I restored my data to the newly wiped computer from a two-day old backup, and I also took this is an opportunity to clean up a bit. I got rid of some programs I wasn’t really using anymore, threw out some files and bad music, and eventually, felt pretty good about my computing life. My computer was lean, fast, with brand new parts, and I thought I’d recovered from a dead hard drive with no issues. But I never opened the dissertation folder.

Two weeks ago, a colleague asked me for a script I used to create some of the stimuli for my dissertation. Easy, I said. I’ve got that in my “dissertation” folder. I opened the folder, knowing just where it would be, but it contained nothing but a corrupted PDF with comments from my committee. Whether it was lost to the data corruption, lost in a bad restore, or just lost, it was gone. Everything else was gone.

“OK, this is why I have backups.”

I’ve had a number of hard drive failures over my life, so, when it comes to data, I’ve had a hardcore backup schema. At any given moment, I have:

Three small portable backup drives using Apple’s “Time Machine”, which I swap out periodically
A USB hard drive playing “Time Capsule”, attached to my wireless router and automatically backing up using Time Machine every few minutes
Two “cold storage” time machine drives, one at home and one off site, which I only update every once in a while
An offsite internet backup service (Crashplan), keeping copies of deleted files as well as the past versions.

Theoretically speaking, in order to lose all of my data, I would have to experience 6 hard drive failures and lose access to the cloud.

Or, I’d just have to f*** up really badly.

How I f***ed up really badly, Part 1

I didn’t know when the data had disappeared, but it was gone, and I needed to get it back.

Over the next few hours, I went through every one of the backups above, and found that amazingly, each one had failed because of two really poor choices, and one bad stroke of luck.

Really poor choice #1: I “refreshed” most of my backups when I got my computer back

After the clean install, I was feeling cocky. My computer was clean, decluttered, and running great, and everything looked fine. So, given that my backup drives were already starting to get full with all that old data (“Who needs old data!?”), and I needed to repartition them anyways, I decided to wipe and re-start every single backup drive except my offsite “cold storage” drive. I was confident enough that between Crashplan and the offsite storage, I’d be fine even if there was some missing data, even if there was a problem, and “starting fresh” would be a great idea.

This meant that my oldest backup on any of these drives was June 16th. The day after my “Clean” install. So, on every single drive, instead of 2+ years of backup data, the oldest one had the same corrupted folder as my hard drive.

This choice alone brought my data down from 7 backups, to just two. But that’s fine, two is enough. Unless I f***ed up really badly.

How I f***ed up really badly, Part 2

I’ve used Crashplan for a while now, and liked it a lot. There are reasonable privacy controls, it’s fast, easy, and reliable, and it even saves deleted files for a period you specify. It’s also much more reliable and faster than SpiderOak, my previous solution.

* _INFORMATION PROVIDED_

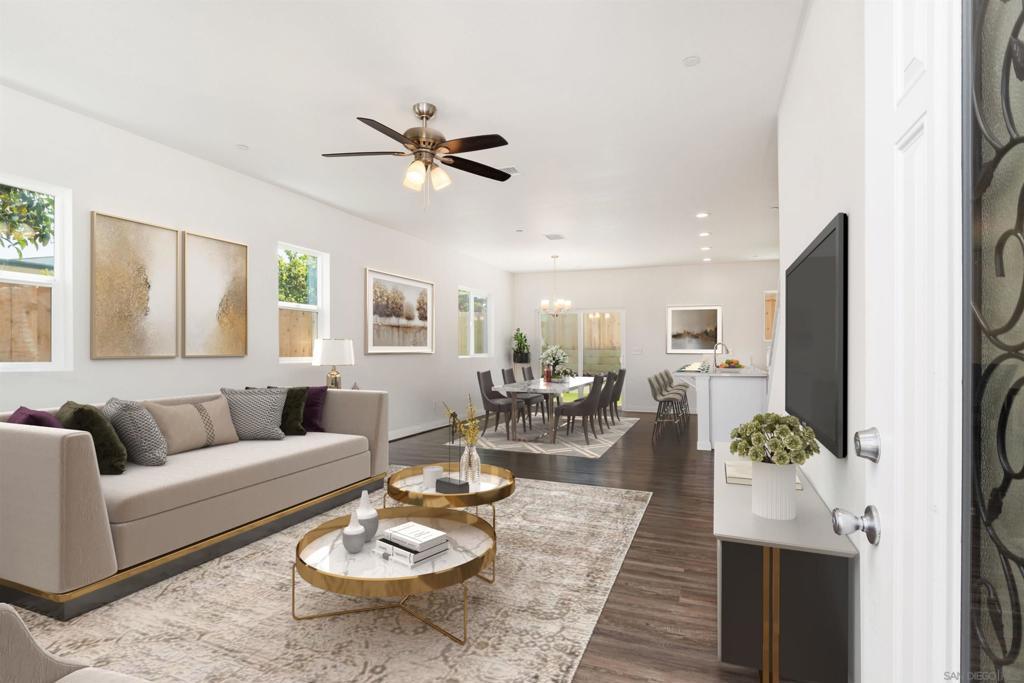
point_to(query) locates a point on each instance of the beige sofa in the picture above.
(65, 526)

* _WHAT NEEDS TO BE DONE_
In the data-loss story, reproduce the part that opens with "Three small portable" and closes with "the past versions.", substituting "external hard drive" for "USB hard drive". Use only the data-loss story and leave the material aside.

* _COMPLETED EXERCISE_
Three small portable backup drives using Apple’s “Time Machine”, which I swap out periodically
A external hard drive playing “Time Capsule”, attached to my wireless router and automatically backing up using Time Machine every few minutes
Two “cold storage” time machine drives, one at home and one off site, which I only update every once in a while
An offsite internet backup service (Crashplan), keeping copies of deleted files as well as the past versions.